Reproduce each line exactly.

··········

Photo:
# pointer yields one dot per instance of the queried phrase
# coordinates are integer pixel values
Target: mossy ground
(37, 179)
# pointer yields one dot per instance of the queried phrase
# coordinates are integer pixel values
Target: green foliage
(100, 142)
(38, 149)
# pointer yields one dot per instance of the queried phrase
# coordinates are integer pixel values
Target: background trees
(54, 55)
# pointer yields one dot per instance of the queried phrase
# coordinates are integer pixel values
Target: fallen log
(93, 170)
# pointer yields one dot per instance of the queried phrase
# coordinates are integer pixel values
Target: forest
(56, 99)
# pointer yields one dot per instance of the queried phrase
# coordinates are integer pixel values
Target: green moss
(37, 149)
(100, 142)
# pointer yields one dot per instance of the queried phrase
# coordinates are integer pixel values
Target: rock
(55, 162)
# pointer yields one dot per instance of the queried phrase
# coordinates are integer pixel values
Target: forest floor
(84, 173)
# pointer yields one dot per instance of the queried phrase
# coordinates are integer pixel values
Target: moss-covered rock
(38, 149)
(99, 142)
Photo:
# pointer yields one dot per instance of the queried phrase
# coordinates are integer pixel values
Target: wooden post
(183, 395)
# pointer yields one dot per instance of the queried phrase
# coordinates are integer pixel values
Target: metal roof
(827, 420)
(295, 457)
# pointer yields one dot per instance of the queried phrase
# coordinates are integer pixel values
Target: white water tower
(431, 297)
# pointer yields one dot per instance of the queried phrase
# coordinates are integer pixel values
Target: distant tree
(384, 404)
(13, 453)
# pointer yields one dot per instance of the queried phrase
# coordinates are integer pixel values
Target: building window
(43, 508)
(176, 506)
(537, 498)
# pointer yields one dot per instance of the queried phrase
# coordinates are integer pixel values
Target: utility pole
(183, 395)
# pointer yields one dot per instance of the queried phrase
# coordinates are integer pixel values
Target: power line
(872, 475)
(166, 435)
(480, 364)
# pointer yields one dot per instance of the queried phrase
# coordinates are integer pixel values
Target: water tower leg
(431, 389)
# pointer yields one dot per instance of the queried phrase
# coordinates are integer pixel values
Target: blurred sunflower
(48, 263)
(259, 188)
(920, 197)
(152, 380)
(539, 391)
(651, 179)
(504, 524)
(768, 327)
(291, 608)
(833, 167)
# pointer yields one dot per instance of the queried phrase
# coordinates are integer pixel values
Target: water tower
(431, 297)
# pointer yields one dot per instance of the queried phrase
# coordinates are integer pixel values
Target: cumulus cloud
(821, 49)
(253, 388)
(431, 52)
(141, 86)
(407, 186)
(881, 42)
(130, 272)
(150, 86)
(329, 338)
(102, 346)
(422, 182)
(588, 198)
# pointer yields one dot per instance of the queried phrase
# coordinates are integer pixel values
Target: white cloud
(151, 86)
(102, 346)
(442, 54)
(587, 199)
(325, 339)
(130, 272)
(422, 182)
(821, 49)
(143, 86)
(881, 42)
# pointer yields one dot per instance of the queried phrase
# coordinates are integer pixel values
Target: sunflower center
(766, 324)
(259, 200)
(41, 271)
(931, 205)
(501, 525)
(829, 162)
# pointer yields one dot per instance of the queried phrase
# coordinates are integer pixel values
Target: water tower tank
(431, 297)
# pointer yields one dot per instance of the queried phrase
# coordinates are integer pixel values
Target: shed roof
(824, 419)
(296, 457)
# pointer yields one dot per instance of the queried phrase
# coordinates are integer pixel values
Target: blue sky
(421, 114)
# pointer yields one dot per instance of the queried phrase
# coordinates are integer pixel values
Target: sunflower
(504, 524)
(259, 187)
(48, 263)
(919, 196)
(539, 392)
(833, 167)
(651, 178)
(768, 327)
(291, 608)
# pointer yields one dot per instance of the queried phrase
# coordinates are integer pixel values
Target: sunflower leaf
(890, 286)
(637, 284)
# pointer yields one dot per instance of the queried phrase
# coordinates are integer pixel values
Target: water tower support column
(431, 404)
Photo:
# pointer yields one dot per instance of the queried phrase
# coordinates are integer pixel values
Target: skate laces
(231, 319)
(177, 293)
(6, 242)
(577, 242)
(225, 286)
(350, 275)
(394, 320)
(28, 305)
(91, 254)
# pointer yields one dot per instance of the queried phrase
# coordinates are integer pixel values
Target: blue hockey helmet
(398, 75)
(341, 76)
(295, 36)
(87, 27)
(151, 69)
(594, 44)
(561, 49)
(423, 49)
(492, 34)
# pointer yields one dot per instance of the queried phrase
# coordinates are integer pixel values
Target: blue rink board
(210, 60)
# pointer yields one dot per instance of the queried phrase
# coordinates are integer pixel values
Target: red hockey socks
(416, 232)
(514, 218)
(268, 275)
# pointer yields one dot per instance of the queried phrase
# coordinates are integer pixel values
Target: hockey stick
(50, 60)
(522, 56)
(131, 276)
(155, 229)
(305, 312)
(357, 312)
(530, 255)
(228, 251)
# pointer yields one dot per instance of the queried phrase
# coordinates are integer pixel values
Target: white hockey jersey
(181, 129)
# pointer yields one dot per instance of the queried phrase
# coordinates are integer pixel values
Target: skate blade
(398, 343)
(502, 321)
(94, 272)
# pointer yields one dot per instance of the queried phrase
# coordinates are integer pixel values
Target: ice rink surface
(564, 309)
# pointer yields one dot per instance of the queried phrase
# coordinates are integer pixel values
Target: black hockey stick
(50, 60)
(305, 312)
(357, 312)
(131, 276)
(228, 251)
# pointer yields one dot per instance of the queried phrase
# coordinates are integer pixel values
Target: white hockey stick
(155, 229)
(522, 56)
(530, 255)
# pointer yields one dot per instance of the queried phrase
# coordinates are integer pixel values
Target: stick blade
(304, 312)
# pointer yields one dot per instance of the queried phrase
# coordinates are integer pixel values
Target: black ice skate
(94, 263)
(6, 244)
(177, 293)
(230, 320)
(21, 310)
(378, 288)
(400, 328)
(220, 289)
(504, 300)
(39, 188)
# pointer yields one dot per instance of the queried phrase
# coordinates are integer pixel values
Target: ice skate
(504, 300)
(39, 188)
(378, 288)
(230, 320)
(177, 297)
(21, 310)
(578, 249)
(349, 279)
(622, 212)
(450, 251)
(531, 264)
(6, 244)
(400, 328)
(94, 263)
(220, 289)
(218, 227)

··········

#### Response to the task
Photo:
# pointer yields one dot per instance of the queried phrase
# coordinates are integer pixel values
Target: mossy ground
(37, 179)
# pointer yields one dot per instance of the queried phrase
# coordinates are integer pixel values
Target: green foliage
(100, 142)
(38, 149)
# pointer yields one dot per instance of the queried phrase
# coordinates are integer pixel values
Target: background trees
(54, 55)
# pointer yields one dot per instance of the queried phrase
# coordinates are integer pixel values
Target: fallen log
(93, 170)
# pointer yields one dot per instance of the queried phrase
# coordinates are integer pixel values
Target: forest
(56, 99)
# pointer yields one dot per instance of the queried phrase
# coordinates are integer pixel values
Target: green moss
(37, 149)
(100, 142)
# pointer yields one dot per instance of the queried phrase
# coordinates are integer pixel values
Target: rock
(55, 162)
# pointer yields one dot per instance of the queried phrase
# coordinates are integer pixel values
Target: forest floor
(84, 173)
# pointer yields one dot per instance of the queried phrase
# coordinates are integer pixel values
Target: moss-covered rock
(38, 149)
(99, 142)
Photo:
# pointer yields one dot per instance of the queried phrase
# coordinates are integer pixel values
Target: wooden post
(183, 395)
# pointer yields one dot per instance of the queried phrase
# coordinates are integer pixel values
Target: metal roof
(827, 420)
(295, 457)
# pointer yields one dot per instance of the queried phrase
# coordinates are integer pixel values
Target: white water tower
(431, 297)
# pointer yields one dot per instance of the queried phrase
# coordinates are integer pixel values
Target: distant tree
(384, 404)
(13, 453)
# pointer yields one dot per instance of the queried phrase
# coordinates are integer pixel values
Target: building window
(43, 508)
(176, 506)
(537, 498)
# pointer yields one dot per instance of the queried phrase
# coordinates are integer pixel values
Target: utility pole
(183, 395)
# pointer yields one dot per instance of the queried phrase
# coordinates are integer pixel values
Target: power line
(872, 475)
(166, 435)
(480, 364)
# pointer yields one dot per instance of the queried phrase
# coordinates are integer pixel values
Target: water tower leg
(431, 389)
# pointer yields one dot per instance of the queried phrase
# coordinates are integer pixel values
Target: blurred sunflower
(48, 263)
(259, 188)
(920, 197)
(152, 380)
(539, 391)
(651, 179)
(504, 524)
(768, 327)
(291, 608)
(833, 167)
# pointer yields one dot per instance of the queried phrase
# coordinates are integer pixel values
Target: water tower
(431, 297)
# pointer yields one dot per instance of the queried phrase
# coordinates are integer pixel values
Target: cumulus cloud
(821, 49)
(253, 388)
(431, 52)
(141, 86)
(407, 186)
(881, 42)
(130, 272)
(150, 86)
(329, 338)
(102, 346)
(422, 182)
(588, 198)
# pointer yields one dot per instance of the queried phrase
# coordinates are integer pixel values
Target: white cloud
(151, 86)
(102, 346)
(442, 54)
(587, 199)
(325, 339)
(130, 272)
(422, 182)
(821, 49)
(143, 86)
(881, 42)
# pointer yields one dot per instance of the queried phrase
# coordinates are integer pixel values
Target: sunflower center
(766, 324)
(259, 200)
(41, 271)
(931, 205)
(501, 525)
(829, 162)
# pointer yields one dot per instance of the queried phrase
# coordinates are integer pixel values
Target: water tower tank
(431, 297)
# pointer yields one dot per instance of the queried phrase
# coordinates are integer pixel values
Target: shed roof
(824, 419)
(296, 457)
# pointer yields one dot per instance of the queried phrase
# coordinates are integer pixel values
Target: blue sky
(421, 114)
# pointer yields one dot per instance of the queried phrase
# coordinates are integer pixel values
Target: sunflower
(504, 524)
(259, 187)
(48, 263)
(919, 196)
(539, 392)
(833, 167)
(651, 178)
(768, 327)
(291, 608)
# pointer yields one dot per instance of the queried phrase
# coordinates are integer pixel values
Target: sunflower leaf
(890, 286)
(637, 284)
# pointer yields one dot per instance of the queried phrase
# coordinates are integer pixel values
Target: water tower support column
(431, 404)
Photo:
# pointer yields one dot per instance of the queried phrase
# coordinates are integer pixel values
Target: skate laces
(231, 319)
(177, 293)
(6, 242)
(577, 242)
(225, 286)
(350, 275)
(394, 320)
(28, 305)
(91, 254)
# pointer yields one dot per instance of the queried phrase
# coordinates are integer pixel values
Target: blue hockey helmet
(398, 75)
(341, 76)
(295, 36)
(87, 27)
(151, 69)
(594, 44)
(561, 49)
(423, 49)
(492, 34)
# pointer yields one dot per instance of the queried phrase
# coordinates are integer pixel values
Target: blue rink board
(210, 60)
# pointer yields one dot per instance of the queried phrase
# coordinates are integer pixel values
Target: red hockey socks
(416, 232)
(514, 218)
(268, 275)
# pointer yields one dot per instance of the queried phrase
# coordinates are integer pixel values
Target: hockey stick
(50, 60)
(522, 56)
(131, 276)
(155, 229)
(305, 312)
(357, 312)
(530, 255)
(228, 251)
# pointer yields one dot per instance of the queried phrase
# coordinates are integer pixel values
Target: white hockey jersey
(181, 129)
# pointer yields one dot per instance of the queried phrase
# coordinates are integer pixel values
Target: skate blade
(398, 343)
(502, 321)
(94, 272)
# pointer yields one dot per instance of the queried phrase
# coordinates are integer pixel values
Target: ice rink surface
(564, 309)
# pointer yields one dot per instance of the queried phrase
# coordinates are integer pixel values
Target: black hockey stick
(50, 60)
(305, 312)
(357, 312)
(131, 276)
(228, 251)
# pointer yields one dot per instance of the queried phrase
# coordinates are integer pixel values
Target: white hockey stick
(155, 229)
(522, 56)
(530, 255)
# pointer yields one dot per instance of the queried phrase
# coordinates are integer pixel values
Target: stick blade
(304, 312)
# pointer yields one dot per instance of the queried phrase
# coordinates are integer pixel values
Target: black ice skate
(94, 263)
(6, 244)
(177, 293)
(230, 320)
(21, 310)
(378, 288)
(400, 328)
(220, 289)
(504, 300)
(39, 188)
# pointer yields one dot per instance of the queried phrase
# coordinates are integer pixel values
Target: ice skate
(504, 300)
(39, 188)
(378, 288)
(230, 320)
(177, 297)
(21, 310)
(578, 249)
(349, 279)
(622, 212)
(450, 251)
(531, 264)
(6, 244)
(400, 328)
(94, 263)
(220, 289)
(218, 227)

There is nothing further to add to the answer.